作業指示: 提供テキストから、「東京都目黒区の自宅で母親の自」から「つもりだった」と容疑を認めているという。」までの部分を一字も変えずに抜き出す。

提供テキスト:

________________

東京都目黒区の自宅で母親の自殺を手助けしたとして、警視庁捜査1課は6月27日、自殺幇(ほう)助の疑いで、歌舞伎役者・市川猿之助(本名・喜熨斗孝彦=きのし・たかひこ)容疑者(47)を逮捕した。喜熨斗容疑者は一家心中を図ろうとした疑いがあり、警視庁は今後、父親の死亡にも関与したとみて引き続き調べる。(事件ジャーナリスト 戸田一法)

週刊誌報道を受けた
家族会議で一家心中

市川猿之助容疑者(2014年1月2日撮影)市川猿之助容疑者(2014年1月2日撮影) Photo:Sports Nippon/gettyimages

 逮捕容疑は5月17日午後から18日午前の間、睡眠薬を渡して母親の延子さん(当時75)の自殺を手助けした疑い。喜熨斗容疑者は「両親の自殺を手助けしたことに間違いはない。私も後を追うつもりだった」と容疑を認めているという。

________________

提供資料:
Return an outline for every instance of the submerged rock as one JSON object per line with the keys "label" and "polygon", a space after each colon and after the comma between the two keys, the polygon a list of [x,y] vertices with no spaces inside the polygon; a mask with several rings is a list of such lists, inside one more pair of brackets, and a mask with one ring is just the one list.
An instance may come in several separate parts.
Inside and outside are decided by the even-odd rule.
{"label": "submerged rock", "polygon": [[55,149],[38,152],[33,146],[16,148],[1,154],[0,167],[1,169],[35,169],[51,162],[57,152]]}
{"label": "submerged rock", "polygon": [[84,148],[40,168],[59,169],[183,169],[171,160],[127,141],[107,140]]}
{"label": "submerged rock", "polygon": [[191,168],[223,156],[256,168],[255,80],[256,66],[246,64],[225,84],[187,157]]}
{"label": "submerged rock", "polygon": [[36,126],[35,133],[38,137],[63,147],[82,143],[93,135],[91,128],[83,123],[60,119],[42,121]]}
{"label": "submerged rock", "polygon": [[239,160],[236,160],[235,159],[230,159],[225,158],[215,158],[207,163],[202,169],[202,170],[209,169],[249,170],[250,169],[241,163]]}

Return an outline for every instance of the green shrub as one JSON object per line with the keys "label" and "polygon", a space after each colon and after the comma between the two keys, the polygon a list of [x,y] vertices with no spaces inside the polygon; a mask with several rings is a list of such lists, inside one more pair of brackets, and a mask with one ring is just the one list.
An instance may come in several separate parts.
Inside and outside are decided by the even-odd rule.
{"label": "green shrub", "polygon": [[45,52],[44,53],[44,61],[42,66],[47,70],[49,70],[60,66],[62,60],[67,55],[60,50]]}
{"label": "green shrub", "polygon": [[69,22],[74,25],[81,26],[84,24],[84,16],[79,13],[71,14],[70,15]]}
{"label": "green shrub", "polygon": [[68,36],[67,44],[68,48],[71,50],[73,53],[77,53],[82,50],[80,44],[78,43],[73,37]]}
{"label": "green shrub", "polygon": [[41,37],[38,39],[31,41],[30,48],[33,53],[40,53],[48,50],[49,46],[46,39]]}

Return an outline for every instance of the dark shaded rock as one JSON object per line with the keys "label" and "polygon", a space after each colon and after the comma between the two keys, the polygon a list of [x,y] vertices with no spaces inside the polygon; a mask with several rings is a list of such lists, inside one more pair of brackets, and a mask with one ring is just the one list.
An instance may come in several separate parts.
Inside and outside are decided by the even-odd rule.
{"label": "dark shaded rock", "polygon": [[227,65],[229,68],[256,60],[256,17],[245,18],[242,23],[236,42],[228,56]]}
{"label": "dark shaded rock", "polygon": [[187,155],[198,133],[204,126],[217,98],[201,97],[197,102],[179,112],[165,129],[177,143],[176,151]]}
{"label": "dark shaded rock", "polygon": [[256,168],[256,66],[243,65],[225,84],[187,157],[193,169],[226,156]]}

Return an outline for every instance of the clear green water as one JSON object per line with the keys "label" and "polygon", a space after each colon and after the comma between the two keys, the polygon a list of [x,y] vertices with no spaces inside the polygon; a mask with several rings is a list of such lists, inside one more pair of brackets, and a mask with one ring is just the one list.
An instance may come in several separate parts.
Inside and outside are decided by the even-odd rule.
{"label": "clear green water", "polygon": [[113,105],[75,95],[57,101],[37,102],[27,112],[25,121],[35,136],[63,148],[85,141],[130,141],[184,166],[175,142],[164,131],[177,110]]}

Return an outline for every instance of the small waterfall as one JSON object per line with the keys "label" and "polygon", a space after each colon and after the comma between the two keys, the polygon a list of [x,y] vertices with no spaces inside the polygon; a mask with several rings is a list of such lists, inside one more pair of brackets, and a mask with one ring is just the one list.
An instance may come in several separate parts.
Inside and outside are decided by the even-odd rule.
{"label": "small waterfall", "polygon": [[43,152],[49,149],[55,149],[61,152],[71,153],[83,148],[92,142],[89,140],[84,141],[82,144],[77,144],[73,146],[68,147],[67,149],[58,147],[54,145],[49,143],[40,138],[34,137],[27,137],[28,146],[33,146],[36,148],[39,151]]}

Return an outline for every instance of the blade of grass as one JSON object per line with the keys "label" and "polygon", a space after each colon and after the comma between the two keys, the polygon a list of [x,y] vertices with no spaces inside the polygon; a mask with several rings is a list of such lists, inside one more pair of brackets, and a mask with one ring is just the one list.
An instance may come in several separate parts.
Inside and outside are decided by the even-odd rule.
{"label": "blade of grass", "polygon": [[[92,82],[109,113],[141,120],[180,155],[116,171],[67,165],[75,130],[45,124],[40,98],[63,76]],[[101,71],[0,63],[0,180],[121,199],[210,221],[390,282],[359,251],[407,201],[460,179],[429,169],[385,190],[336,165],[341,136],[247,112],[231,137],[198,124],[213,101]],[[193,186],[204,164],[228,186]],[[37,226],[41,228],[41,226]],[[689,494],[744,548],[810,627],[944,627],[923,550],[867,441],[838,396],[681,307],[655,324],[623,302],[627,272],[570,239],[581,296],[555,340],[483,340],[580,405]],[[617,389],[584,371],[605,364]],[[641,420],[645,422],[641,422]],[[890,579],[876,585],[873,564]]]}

________________

出力:
東京都目黒区の自宅で母親の自殺を手助けしたとして、警視庁捜査1課は6月27日、自殺幇(ほう)助の疑いで、歌舞伎役者・市川猿之助(本名・喜熨斗孝彦=きのし・たかひこ)容疑者(47)を逮捕した。喜熨斗容疑者は一家心中を図ろうとした疑いがあり、警視庁は今後、父親の死亡にも関与したとみて引き続き調べる。(事件ジャーナリスト 戸田一法)

週刊誌報道を受けた
家族会議で一家心中

市川猿之助容疑者(2014年1月2日撮影)市川猿之助容疑者(2014年1月2日撮影) Photo:Sports Nippon/gettyimages

 逮捕容疑は5月17日午後から18日午前の間、睡眠薬を渡して母親の延子さん(当時75)の自殺を手助けした疑い。喜熨斗容疑者は「両親の自殺を手助けしたことに間違いはない。私も後を追うつもりだった」と容疑を認めているという。